### Document section
--------

The strike punched a hole in the forward port quarter of the ship and made it sink right away. Islander went down with approximately 40 lives and about $3 million worth of gold, $0.24 million of which was recovered later. In 1934, the ship was raised from Green’s Cove, near Admiralty Island, Alaska.
9. William Brown (1841) ~ Death toll – 50
On April 19, 1841, on its way from Liverpool to Philadelphia, William Brown collided with an iceberg in a gale, 250 miles southeast of Cape Race, Newfoundland. 33 passengers, out of total 83 people onboard, went down as the ship sank.
The rest took an overloaded lifeboat. While all of the crew remained aboard, 17 passengers were thrown out to lighten the load. The survivors were later picked up by the Crescent and transported safely to St. Pierre.
8. Hannah (1849) ~ Death toll – Around 50
Built in 1826 at New Brunswick, Canada, the two square-rigged mast ship Hannah had fallen prey under heavy winds floating ice, while fleeing emigrants from Newry to Quebec City, during the Irish Famine in 1849. The impact with an iceberg, on April 29, drilled a hole in the hull of Hannah, causing it to sink in 40 minutes.
The owner, Samuel Shaw fled in the only lifeboat, leaving behind around 180 passengers trapped in the waters. 50 of them could not be saved, when a barque, Nicaragua, appeared the next day for rescue operation. Documentaries like The Ice Emigrants and Famine and Shipwreck, An Irish Odyssey provide vivid imageries of the tragedy.

--------

### Entries shown
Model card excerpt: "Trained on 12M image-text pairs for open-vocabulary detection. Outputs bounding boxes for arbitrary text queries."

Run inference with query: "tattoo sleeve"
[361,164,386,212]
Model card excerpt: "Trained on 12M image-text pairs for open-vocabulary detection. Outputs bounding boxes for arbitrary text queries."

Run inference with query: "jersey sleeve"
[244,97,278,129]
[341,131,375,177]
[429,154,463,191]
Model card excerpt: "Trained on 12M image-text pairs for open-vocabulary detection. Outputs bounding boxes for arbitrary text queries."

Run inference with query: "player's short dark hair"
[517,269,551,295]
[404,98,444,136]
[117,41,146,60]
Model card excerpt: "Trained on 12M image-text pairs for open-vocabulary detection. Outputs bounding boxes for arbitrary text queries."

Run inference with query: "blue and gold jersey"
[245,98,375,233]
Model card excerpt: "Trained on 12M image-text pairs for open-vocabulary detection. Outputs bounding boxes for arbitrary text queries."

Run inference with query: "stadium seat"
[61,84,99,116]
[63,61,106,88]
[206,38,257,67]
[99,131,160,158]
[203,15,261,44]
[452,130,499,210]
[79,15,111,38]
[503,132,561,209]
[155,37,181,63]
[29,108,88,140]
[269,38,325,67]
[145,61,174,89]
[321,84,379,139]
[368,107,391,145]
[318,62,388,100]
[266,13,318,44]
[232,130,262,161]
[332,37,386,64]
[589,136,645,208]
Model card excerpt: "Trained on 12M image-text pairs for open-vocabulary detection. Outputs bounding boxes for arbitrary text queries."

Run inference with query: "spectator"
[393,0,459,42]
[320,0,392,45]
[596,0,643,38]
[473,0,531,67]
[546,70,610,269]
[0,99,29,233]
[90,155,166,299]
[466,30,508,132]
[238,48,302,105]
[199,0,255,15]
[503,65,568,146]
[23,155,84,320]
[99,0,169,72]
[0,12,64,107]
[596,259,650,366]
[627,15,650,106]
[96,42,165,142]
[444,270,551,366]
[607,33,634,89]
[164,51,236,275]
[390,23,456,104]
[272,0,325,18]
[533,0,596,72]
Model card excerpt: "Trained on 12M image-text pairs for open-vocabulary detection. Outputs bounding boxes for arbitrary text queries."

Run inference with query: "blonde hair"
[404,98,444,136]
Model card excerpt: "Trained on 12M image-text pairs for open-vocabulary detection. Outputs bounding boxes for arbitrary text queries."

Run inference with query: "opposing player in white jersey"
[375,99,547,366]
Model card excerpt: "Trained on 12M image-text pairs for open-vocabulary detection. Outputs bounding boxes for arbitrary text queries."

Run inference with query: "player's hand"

--------

### List of tasks
A – Quote the passage of the shipwreck text starting at "The rest took" and ending at "to St. Pierre.".
B – According to the shipwreck text, why were 17 passengers thrown out of the William Brown's lifeboat? Answer in one to three sentences.
C – Carry on the shipwreck text from the point where it stops.

### Responses by task
A –
The rest took an overloaded lifeboat. While all of the crew remained aboard, 17 passengers were thrown out to lighten the load. The survivors were later picked up by the Crescent and transported safely to St. Pierre.

B – The lifeboat was overloaded. The 17 passengers were thrown out to lighten the load.

C –
7. Naronic (1893) ~ Death toll – Around 74
On February 11, 1893, the Naronic left Liverpool for New York with 74 people, 3,600 tons of general cargo, and over 1,000 tons of coal onboard. But, what happened to it after dropping the pilot off in Point Lynas, Wales, still baffles the understanding of consequences. In early March, about 150 miles north of where the Titanic sank, two lifeboats, one overturned, the other one half-flooded with water were the only wreckage ever found, bearing Naronic’s name.
The initial assumption, by the White Star Line, of the Naronic hitting an iceberg was refuted shortly. To add to the drama, from March to September that year, within a span of 6 months, 4 messages in bottles washed up ashore – one in the New York Bay, the other ones in Virginia, in the Irish channel and in the Mersey River. The messages stated that the ship had stuck an iceberg and was sinking. However, the British Board of Trade opposed to the legitimacy of the messages as the signatures did not match with any of the passengers or crews.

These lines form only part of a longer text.